The problem: Every record below needs to be printed again exactly.

The input:
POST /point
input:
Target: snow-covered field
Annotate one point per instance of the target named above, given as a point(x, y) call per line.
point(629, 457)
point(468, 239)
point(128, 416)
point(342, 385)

Written response:
POST /point
input:
Target: snow-covered field
Annotate one point per instance of the target named above, given as a point(x, y) call per line.
point(629, 457)
point(468, 239)
point(128, 416)
point(342, 385)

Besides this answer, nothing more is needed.